#### Exercice
Recopiez mot pour mot, dans l’extrait sur le harcèlement moral présenté plus bas, tout ce qui va de « En cause d’appel, la » jusqu’à « congés payés afférents. ».

L’employeur a nié la situation de harcèlement en soutenant qu’il n’existait pas de faits précis et répétés subis personnellement par la salariée. Concernant la violation de sa vie privée, il a indiqué avoir échangé téléphoniquement avec le médecin traitant de la salariée, mais a affirmé que le licenciement n’était pas lié à cet échange.
En cause d’appel, la cour d’appel de Paris, le 20 mars 2024 (RG n°21/05007), a ordonné la réintégration de la salariée et a condamné l’employeur à lui verser certaines sommes au titre du rappel de salaire au 31 janvier 2024 ainsi que les congés payés afférents.
La Cour a retenu que le harcèlement était caractérisé compte tenu du comportement managérial général des deux supérieures hiérarchiques, et qu’en entrant en relation avec le médecin traitant de la salariée, l’employeur avait méconnu son droit au respect de la vie privée.
Pourvoi en cassation
L’employeur s’est pourvu en cassation en invoquant deux moyens :
• Le premier contestait la caractérisation du harcèlement moral, estimant que la cour d’appel n’avait pas établi l’existence de faits précis et répétés ;
• Le second portait sur la violation du secret médical, l’employeur soutenant qu’il n’avait pas porté atteinte à la vie privée de la salariée en contactant son médecin traitant, et que le licenciement n’était pas fondé sur cet échange, même s’il y était fait référence.
Décision de la Cour de cassation
S’agissant du premier moyen La Cour rejette le pourvoi et confirme que les méthodes de gestion de l’entreprise avaient dégradé les conditions de travail de la salariée, ce qui constitue un harcèlement moral. Elle rappelle que l’employeur doit prouver que les agissements dénoncés ne sont pas constitutifs de harcèlement, ce qui n’a pas été démontré en l’espèce.

#### Entrées de données

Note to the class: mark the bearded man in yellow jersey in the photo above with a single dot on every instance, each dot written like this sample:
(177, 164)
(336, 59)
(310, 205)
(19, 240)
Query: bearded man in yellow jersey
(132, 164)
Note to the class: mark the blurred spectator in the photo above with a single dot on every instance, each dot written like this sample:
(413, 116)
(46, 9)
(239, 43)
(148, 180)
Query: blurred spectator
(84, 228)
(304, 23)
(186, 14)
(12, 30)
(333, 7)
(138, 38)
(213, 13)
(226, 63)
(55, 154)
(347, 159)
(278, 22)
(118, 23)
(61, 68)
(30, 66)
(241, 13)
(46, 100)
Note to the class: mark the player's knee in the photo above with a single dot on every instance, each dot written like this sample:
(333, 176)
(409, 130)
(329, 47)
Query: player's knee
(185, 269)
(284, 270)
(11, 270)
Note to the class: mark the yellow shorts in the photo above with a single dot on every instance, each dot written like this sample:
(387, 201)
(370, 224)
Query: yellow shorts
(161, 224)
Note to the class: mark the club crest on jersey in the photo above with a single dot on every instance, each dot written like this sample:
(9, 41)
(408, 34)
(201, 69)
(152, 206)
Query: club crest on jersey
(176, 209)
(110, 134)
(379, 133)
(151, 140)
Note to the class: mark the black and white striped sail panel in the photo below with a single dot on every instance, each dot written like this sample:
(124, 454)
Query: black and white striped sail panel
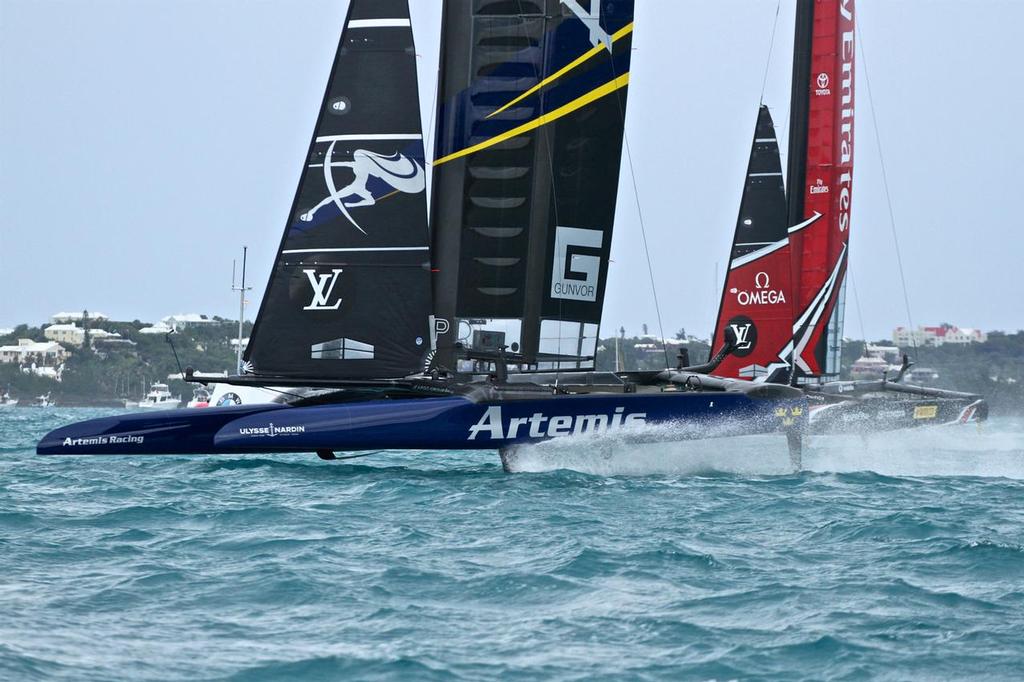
(757, 298)
(349, 294)
(528, 145)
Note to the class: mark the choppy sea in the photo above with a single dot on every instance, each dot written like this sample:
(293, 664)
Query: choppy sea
(894, 556)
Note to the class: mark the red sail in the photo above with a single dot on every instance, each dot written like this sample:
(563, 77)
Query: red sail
(819, 250)
(757, 300)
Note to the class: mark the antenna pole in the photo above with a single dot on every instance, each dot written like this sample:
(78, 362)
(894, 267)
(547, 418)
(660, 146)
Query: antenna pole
(242, 289)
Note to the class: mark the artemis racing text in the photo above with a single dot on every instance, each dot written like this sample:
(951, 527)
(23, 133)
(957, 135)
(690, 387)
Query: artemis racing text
(541, 426)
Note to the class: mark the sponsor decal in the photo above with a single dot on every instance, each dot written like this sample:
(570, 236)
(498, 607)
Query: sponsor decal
(493, 425)
(763, 294)
(592, 19)
(747, 335)
(323, 285)
(577, 263)
(270, 430)
(374, 176)
(103, 440)
(822, 85)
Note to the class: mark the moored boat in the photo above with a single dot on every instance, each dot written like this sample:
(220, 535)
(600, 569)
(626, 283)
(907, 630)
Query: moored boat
(160, 397)
(478, 329)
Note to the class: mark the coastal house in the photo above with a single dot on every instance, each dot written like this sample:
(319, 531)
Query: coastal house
(159, 328)
(184, 320)
(937, 336)
(73, 335)
(58, 317)
(41, 357)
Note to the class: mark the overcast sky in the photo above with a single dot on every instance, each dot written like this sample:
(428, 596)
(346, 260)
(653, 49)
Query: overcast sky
(143, 141)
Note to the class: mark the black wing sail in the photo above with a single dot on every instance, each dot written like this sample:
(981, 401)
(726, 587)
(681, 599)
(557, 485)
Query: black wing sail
(349, 295)
(757, 298)
(529, 137)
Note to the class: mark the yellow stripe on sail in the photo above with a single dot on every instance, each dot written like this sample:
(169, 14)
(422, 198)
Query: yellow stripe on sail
(564, 110)
(625, 31)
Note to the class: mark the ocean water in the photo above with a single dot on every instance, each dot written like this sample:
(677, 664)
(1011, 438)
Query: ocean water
(894, 556)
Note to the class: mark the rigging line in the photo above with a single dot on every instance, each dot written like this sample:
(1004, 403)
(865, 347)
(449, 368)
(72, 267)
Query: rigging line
(429, 156)
(885, 185)
(771, 47)
(856, 301)
(547, 133)
(643, 229)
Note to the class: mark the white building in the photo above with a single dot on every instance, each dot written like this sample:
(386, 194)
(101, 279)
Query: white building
(159, 328)
(187, 320)
(29, 352)
(74, 335)
(76, 316)
(937, 336)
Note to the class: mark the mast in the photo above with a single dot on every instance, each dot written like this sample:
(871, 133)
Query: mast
(797, 163)
(242, 289)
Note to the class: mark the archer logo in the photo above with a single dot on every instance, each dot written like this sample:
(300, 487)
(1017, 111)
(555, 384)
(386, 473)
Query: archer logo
(323, 285)
(747, 335)
(577, 264)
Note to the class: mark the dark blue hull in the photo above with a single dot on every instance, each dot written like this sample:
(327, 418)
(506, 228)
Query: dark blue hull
(431, 423)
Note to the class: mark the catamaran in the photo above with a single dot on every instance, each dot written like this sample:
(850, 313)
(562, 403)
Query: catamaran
(473, 325)
(784, 293)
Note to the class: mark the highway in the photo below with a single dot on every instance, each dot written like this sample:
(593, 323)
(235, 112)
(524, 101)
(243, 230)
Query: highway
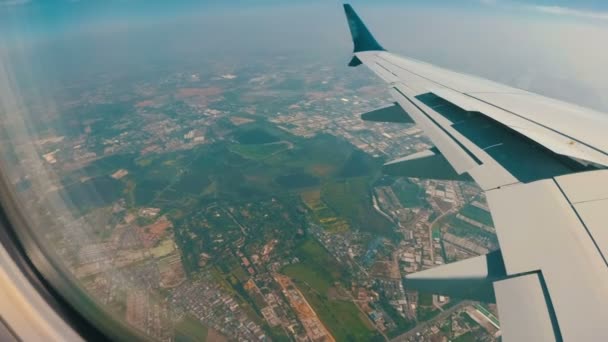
(424, 325)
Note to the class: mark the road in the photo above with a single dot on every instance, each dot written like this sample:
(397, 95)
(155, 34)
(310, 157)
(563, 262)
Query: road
(424, 325)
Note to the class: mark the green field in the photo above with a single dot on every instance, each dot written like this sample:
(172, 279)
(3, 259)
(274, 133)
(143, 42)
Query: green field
(464, 229)
(477, 214)
(409, 194)
(314, 276)
(257, 152)
(189, 329)
(351, 199)
(466, 337)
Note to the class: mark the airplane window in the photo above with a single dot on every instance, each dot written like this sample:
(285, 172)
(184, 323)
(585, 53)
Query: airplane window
(203, 171)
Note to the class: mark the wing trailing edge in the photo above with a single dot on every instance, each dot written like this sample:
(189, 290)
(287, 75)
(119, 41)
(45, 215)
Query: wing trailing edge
(467, 279)
(427, 164)
(363, 40)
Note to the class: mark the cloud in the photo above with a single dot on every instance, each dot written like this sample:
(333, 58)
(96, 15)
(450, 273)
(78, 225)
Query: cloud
(14, 2)
(566, 11)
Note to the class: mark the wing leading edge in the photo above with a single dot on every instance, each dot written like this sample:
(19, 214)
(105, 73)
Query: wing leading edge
(541, 163)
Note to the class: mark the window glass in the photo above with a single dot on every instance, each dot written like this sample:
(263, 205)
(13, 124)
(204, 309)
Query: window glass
(201, 170)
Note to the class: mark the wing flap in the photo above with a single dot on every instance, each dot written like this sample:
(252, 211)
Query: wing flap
(523, 310)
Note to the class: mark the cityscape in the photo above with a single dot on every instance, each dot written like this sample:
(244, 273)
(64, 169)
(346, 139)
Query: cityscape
(250, 204)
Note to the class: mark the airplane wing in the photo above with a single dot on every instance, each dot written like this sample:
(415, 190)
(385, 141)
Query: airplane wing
(542, 164)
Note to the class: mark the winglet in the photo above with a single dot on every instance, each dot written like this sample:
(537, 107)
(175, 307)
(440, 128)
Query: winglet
(362, 38)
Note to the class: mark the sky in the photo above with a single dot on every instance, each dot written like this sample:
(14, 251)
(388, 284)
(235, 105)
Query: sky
(556, 48)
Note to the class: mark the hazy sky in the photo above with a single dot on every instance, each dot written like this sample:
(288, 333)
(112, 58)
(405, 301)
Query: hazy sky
(557, 48)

#### Réponse attendue
En cause d’appel, la cour d’appel de Paris, le 20 mars 2024 (RG n°21/05007), a ordonné la réintégration de la salariée et a condamné l’employeur à lui verser certaines sommes au titre du rappel de salaire au 31 janvier 2024 ainsi que les congés payés afférents.